--- Data shown Enclosed Below ---

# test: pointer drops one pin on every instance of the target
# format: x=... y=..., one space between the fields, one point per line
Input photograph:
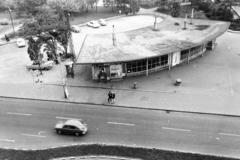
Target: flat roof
x=136 y=39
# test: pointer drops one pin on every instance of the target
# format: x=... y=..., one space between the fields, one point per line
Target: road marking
x=7 y=140
x=20 y=114
x=177 y=129
x=126 y=124
x=229 y=134
x=32 y=135
x=67 y=118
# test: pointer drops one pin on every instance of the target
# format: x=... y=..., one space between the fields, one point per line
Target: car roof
x=74 y=122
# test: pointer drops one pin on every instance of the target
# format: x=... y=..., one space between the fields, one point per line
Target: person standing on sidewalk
x=113 y=97
x=6 y=38
x=109 y=97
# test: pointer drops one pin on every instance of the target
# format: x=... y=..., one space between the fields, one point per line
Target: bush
x=95 y=149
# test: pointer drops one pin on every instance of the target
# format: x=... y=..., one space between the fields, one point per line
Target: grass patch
x=96 y=149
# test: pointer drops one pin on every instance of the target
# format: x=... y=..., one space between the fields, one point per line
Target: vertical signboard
x=175 y=58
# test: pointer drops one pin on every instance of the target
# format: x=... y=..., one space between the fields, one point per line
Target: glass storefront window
x=140 y=65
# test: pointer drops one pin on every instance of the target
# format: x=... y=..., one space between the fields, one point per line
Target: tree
x=29 y=7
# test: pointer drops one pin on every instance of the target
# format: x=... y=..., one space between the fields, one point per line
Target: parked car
x=93 y=24
x=21 y=42
x=44 y=66
x=75 y=29
x=71 y=127
x=102 y=22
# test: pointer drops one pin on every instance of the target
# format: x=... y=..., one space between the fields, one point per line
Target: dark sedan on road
x=71 y=127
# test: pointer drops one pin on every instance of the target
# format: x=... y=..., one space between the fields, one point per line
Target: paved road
x=29 y=124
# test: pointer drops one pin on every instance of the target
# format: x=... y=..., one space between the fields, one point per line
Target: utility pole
x=10 y=13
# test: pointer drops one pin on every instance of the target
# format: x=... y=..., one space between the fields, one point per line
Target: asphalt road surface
x=29 y=124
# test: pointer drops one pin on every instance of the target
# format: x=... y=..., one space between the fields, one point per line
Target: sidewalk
x=131 y=98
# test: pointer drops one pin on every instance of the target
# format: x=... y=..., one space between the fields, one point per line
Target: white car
x=93 y=24
x=75 y=29
x=21 y=42
x=71 y=127
x=102 y=22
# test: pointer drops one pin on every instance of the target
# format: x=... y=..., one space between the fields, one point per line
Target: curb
x=121 y=106
x=6 y=43
x=112 y=88
x=232 y=31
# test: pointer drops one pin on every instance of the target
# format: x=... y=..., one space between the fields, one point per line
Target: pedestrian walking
x=6 y=38
x=109 y=97
x=113 y=97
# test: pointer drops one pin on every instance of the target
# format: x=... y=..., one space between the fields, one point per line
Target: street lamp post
x=10 y=13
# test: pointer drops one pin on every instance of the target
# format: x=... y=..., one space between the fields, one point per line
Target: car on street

--- End of Enclosed Data shown ---

What the task requires: With the pictures removed, output the listing above exactly.

Exercise answer:
# test: pointer drops one pin on every instance of the target
# format: x=... y=..., one space between the fields, one point per line
Input photograph:
Target: flat roof
x=136 y=39
# test: pointer drops one pin on every instance of the target
# format: x=... y=..., one space between the fields, one point per line
Target: road marking
x=7 y=140
x=20 y=114
x=177 y=129
x=126 y=124
x=229 y=134
x=32 y=135
x=67 y=118
# test: pointer drops one pin on every instance of the target
# format: x=... y=..., one space between the fields, one point per line
Target: car roof
x=74 y=122
# test: pointer drops one pin on every instance of the target
# format: x=... y=..., one space between the fields, one point per line
Target: person standing on sidewalk
x=113 y=97
x=6 y=38
x=109 y=97
# test: pointer drops one pin on every instance of the target
# format: x=... y=..., one space between the fields, one point per line
Target: bush
x=95 y=149
# test: pointer drops one pin on every instance of the target
# format: x=... y=..., one space between the fields, one point per line
Target: grass patch
x=96 y=149
# test: pointer drops one pin on every instance of the target
# format: x=... y=..., one space between the fields, one point per line
Target: vertical signboard
x=175 y=58
# test: pointer drops one pin on every instance of the target
# format: x=... y=..., one space between the fields, one point per line
Target: glass storefront window
x=140 y=65
# test: pointer drops one pin on every instance of the target
# format: x=... y=..., one space between the fields, one point per line
Target: tree
x=29 y=7
# test: pointer drops one pin on every instance of the target
# format: x=... y=..., one space between the fields, one point per line
Target: parked car
x=93 y=24
x=21 y=42
x=44 y=66
x=75 y=29
x=71 y=127
x=102 y=22
# test: pointer drops one pin on every instance of the target
# format: x=... y=..., one space between the fields, one point per line
Target: dark sedan on road
x=71 y=127
# test: pointer drops one pin on every instance of the target
# format: x=... y=..., one space between the fields, one point per line
Target: paved road
x=29 y=124
# test: pointer drops one pin on every instance of the target
# format: x=... y=..., one space between the fields, one point per line
Target: utility pole
x=10 y=13
# test: pointer drops one pin on every instance of the target
# format: x=... y=..., one space between the fields, one point per line
Target: asphalt road surface
x=29 y=124
# test: pointer drops one pin on every instance of the target
# format: x=... y=..., one space between the fields, one point per line
Target: sidewalk
x=131 y=98
# test: pointer drops one pin on every instance of the target
# format: x=... y=..., one space between the fields, one point per line
Target: white car
x=93 y=24
x=75 y=29
x=21 y=42
x=71 y=127
x=102 y=22
# test: pointer drops one pin on every instance of the target
# format: x=... y=..., one space between the fields, one point per line
Target: curb
x=121 y=106
x=6 y=43
x=112 y=88
x=232 y=31
# test: pointer drops one pin on every instance of the target
# format: x=... y=..., one space between the fields, one point per line
Target: pedestrian walking
x=6 y=38
x=109 y=97
x=113 y=97
# test: pointer drops one pin on every instance of the target
# format: x=... y=..., one space between the fields, one point per line
Target: street lamp post
x=10 y=13
# test: pointer drops one pin on every instance of the target
# format: x=... y=..., one space between the fields, one point per line
Target: car on street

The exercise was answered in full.